Carry on the article about the Marrakesh Declaration and religious freedom, starting right after its last sentence.

Extract provided:
_ _ _ _

Marrakesh, Morocco, hosted a conference that made an Islamic declaration on religious liberty

Islamic Declaration Offers Slim Religious Freedom Hope

on February 17, 2016

Observers maintained great expectation for the Marrakesh Declaration, which declared that the Charter of Medina “is an embodiment of the fundamental values of the Quran and prominent Islamic values” and “the constitution of a multi-racial and multi-faith society.” Unfortunately, this Islamic declaration published on January 27 regarding the Rights of Religious Minorities in Predominantly Muslim Majority Communities raises more questions than answers in a self-proclaimed attempt to anchor religious freedom in Islamic doctrine.

Islamic sources like the Britain-based think tank Minhaj ul-Quran (led by a not-so-moderate Pakistani cleric, Muhammad Tahir ul-Qadri) laud the Charter of Medina, written on the Arabian Peninsula in 622 AD. They claimed that through the charter, Islam’s founder Muhammad and his original followers created the “first written constitution of democracy in human history, all later constitutions was founded upon it.” Yet Minhaj ul-Quran’s English charter translation online offers little more than a tribal alliance between the early Muslim community and Medina’s various Jewish tribes.

_ _ _ _

Available data:
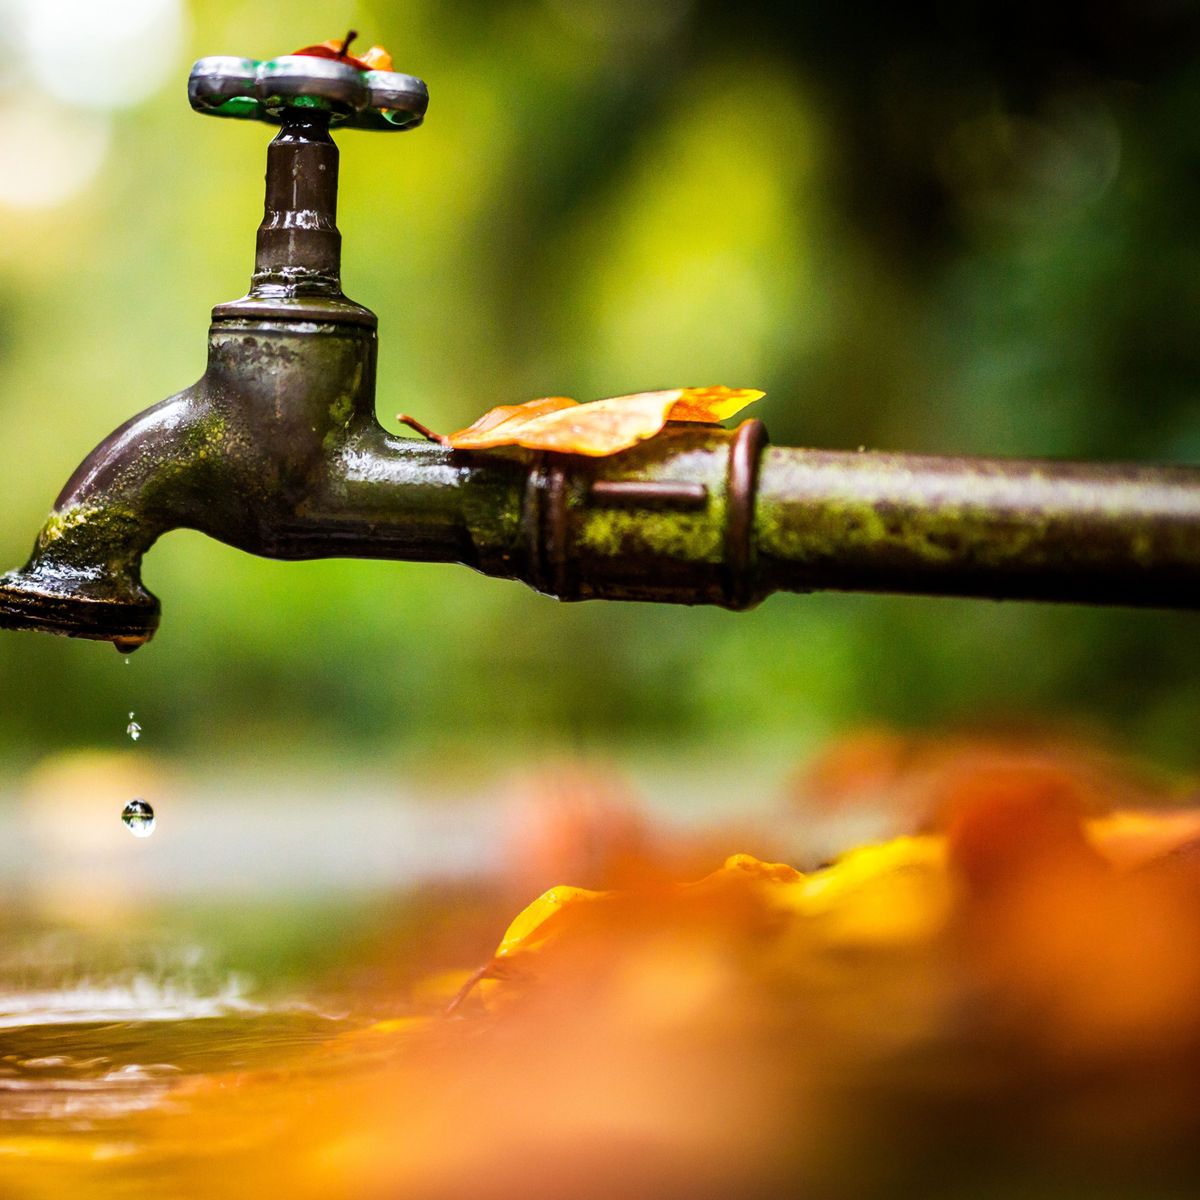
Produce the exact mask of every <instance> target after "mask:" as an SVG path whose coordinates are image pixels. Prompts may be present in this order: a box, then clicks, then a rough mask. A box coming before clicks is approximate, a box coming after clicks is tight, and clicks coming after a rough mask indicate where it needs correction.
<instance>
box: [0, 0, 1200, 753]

_ _ _ _

Exercise answer:
Much of the Charter of Medina regulates blood money payments, and was even less edifying than many of the articles in what later became known as the Magna Carta, the short-term English civil war settlement from 1215.  The Marrakesh Declaration celebrates the independent Jewish and Muslim communal management of religious affairs, but the charter stated that if “guilty of oppression or the violators of treaties,” the Jewish tribes would lose their religious freedom.  Other questionable provisions state that a Muslim “believer shall not… help an unbeliever against a believer” and that when Medina’s community “differs about anything, the dispute shall be referred to Almighty Allah and to the Prophet Muhammad.”

Nonetheless, Sheikh Abdallah bin Bayyah, a principal organizer for the conference in Marrakesh, Morocco, invoked the charter in his opening address on January 25.  The Islamic declaration’s Executive Summary states that the “United Nations Charter and related documents, such as the Universal Declaration of Human Rights, are in harmony with the Charter of Medina.”

“Peace is the epitome of Islam,” the Islamic declaration stated. It quoted Quran 2:208, “Enter into Islam whole-heartedly,” as if “Islam” in Arabic meant “peace,” as Bin Bayyah argued in his address, and not more accurately “submission.”  Unbeknownst to many, Moroccan King Mohammed VI‘s declared in his written address to the conference that “Muslims are naturally inclined to accept diversity.”

Counterfactually, Bin Bayyah’s address similarly praised host-nation Morocco as a “land that has known the most exalted forms of conviviality among various races, tongues, and religions.” Yet Moroccan law prohibits criticizing or converting from Islam, the State Department noted in 2014. Converts to Christianity face harassment and imprisonment, often called a “second baptism.” One French Protestant living in Morocco for more than 30 years observed during the conference that Moroccan law prohibits a Christian like her from inheriting from her Muslim husband and bequeathing to her Muslim children.  Although sometimes described as “perhaps Israel’s closest friend in the Arab world,” Morocco’s Jewish population has declined from 265,000 in 1948 to 2,500 in 2012.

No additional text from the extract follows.